Page excerpt:
** Begin **

Squeezing energy costs out of electric motors

Motors use most of the electricity in industry. Yet users often pay scant consideration to this drain on costs, probably because each individual motor is just a tiny part in a giant system. But with two-thirds of industry’s electricity costs being due to motors, significant savings can be made with the right approach.

With rapidly rising electricity costs, users need to consider the energy consumption of electric motors. While each individual motor may not consume an enormous amount of energy, collectively, motors are responsible for two-thirds of electricity use in industry.

High efficiency motors can give significant cost savings if used in the right applications. Compared to a standard motor, a high efficiency model can be up to 3% more efficient. A 90kW high efficiency motor could cost £1,200 more to buy than the standard model, but will save £12,000 during a ten-year service life. The failure to fit a high efficiency motor may therefore cost the company £10,800 – a fairly hefty cost for what at the time may seem a small decision. And think of what a plant with hundreds or even thousands of motors could save.

** End **

Recorded data:
** Begin **

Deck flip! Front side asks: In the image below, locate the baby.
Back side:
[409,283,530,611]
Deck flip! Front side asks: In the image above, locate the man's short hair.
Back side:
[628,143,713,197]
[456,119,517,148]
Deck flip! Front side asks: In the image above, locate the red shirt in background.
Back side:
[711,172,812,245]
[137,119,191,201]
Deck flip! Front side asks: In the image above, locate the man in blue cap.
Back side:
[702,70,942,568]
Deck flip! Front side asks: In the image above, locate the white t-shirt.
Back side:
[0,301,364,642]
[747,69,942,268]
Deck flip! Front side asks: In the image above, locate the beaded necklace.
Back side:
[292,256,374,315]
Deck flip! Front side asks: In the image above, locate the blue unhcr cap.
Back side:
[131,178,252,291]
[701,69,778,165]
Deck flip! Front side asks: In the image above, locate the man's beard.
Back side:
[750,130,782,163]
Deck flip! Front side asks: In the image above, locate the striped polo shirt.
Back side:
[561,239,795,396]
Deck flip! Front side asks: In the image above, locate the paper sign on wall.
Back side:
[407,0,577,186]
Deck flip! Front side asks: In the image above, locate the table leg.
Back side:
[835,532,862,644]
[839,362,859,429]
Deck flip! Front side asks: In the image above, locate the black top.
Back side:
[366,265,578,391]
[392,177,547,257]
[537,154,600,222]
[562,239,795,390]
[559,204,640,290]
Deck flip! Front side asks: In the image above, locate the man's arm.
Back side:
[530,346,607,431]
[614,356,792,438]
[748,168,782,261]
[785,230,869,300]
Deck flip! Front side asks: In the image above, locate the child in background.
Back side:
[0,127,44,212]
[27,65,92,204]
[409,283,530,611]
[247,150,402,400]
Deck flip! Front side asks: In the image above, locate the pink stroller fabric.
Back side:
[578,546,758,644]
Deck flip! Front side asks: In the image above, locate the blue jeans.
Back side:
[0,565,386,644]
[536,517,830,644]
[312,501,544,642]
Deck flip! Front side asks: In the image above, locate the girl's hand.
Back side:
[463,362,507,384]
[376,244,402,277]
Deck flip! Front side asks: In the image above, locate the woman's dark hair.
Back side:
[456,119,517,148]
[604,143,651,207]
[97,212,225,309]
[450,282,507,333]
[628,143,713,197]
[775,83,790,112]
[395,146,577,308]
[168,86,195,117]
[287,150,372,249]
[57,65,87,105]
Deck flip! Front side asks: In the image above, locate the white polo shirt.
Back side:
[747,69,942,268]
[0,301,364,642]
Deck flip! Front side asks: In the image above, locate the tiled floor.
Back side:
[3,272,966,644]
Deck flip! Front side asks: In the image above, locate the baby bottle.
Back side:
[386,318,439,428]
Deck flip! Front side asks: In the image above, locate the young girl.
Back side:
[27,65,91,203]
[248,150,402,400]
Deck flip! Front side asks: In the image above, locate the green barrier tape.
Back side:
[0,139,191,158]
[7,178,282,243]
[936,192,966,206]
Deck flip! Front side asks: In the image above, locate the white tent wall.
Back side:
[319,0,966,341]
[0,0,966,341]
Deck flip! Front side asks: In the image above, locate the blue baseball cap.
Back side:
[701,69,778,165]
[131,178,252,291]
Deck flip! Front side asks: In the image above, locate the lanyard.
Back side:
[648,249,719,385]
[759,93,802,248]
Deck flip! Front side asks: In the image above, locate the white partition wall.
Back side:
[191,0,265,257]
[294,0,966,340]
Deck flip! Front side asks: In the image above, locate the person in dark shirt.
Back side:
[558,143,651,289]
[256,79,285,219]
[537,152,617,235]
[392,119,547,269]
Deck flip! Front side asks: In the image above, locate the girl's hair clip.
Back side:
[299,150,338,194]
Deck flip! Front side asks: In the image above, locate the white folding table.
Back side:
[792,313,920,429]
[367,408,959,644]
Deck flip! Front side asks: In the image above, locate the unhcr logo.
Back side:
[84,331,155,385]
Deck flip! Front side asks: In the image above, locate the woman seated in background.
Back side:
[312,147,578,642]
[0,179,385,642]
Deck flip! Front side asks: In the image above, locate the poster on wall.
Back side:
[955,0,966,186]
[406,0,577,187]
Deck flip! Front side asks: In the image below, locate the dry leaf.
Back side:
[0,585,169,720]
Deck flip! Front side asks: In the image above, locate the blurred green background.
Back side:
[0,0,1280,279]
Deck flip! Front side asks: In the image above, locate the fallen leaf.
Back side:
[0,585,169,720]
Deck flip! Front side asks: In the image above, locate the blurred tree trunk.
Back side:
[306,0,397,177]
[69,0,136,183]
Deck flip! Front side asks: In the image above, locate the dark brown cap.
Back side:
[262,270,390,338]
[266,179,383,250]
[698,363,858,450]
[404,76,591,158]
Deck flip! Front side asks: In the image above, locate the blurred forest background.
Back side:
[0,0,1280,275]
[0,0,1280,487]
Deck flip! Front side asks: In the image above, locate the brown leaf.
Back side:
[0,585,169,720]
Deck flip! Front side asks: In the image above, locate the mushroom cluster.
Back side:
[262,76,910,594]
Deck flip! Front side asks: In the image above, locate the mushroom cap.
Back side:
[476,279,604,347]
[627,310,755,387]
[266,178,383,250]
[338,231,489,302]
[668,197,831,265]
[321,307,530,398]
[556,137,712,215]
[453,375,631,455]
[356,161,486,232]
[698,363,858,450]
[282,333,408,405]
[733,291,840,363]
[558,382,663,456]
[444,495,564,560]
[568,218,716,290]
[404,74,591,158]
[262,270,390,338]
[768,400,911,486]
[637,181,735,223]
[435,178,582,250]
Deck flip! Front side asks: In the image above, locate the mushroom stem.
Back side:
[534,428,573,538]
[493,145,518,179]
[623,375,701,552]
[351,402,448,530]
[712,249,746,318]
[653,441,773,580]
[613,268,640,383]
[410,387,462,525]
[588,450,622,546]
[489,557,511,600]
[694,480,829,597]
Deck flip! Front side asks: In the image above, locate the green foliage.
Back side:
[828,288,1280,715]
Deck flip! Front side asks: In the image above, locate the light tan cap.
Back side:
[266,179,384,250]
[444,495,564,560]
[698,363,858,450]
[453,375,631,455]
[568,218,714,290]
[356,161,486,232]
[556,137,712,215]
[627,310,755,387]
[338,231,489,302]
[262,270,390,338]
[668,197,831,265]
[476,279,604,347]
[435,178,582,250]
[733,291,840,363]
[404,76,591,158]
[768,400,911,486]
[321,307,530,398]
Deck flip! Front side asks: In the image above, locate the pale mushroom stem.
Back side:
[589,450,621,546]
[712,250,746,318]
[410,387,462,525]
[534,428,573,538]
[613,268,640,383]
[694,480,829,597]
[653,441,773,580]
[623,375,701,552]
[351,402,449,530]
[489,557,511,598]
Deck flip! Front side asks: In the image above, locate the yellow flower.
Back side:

** End **

Aim of the task:
Reproduce the full article on cutting the energy costs of electric motors, word for word.

Result of the task:
Squeezing energy costs out of electric motors

Motors use most of the electricity in industry. Yet users often pay scant consideration to this drain on costs, probably because each individual motor is just a tiny part in a giant system. But with two-thirds of industry’s electricity costs being due to motors, significant savings can be made with the right approach.

With rapidly rising electricity costs, users need to consider the energy consumption of electric motors. While each individual motor may not consume an enormous amount of energy, collectively, motors are responsible for two-thirds of electricity use in industry.

High efficiency motors can give significant cost savings if used in the right applications. Compared to a standard motor, a high efficiency model can be up to 3% more efficient. A 90kW high efficiency motor could cost £1,200 more to buy than the standard model, but will save £12,000 during a ten-year service life. The failure to fit a high efficiency motor may therefore cost the company £10,800 – a fairly hefty cost for what at the time may seem a small decision. And think of what a plant with hundreds or even thousands of motors could save.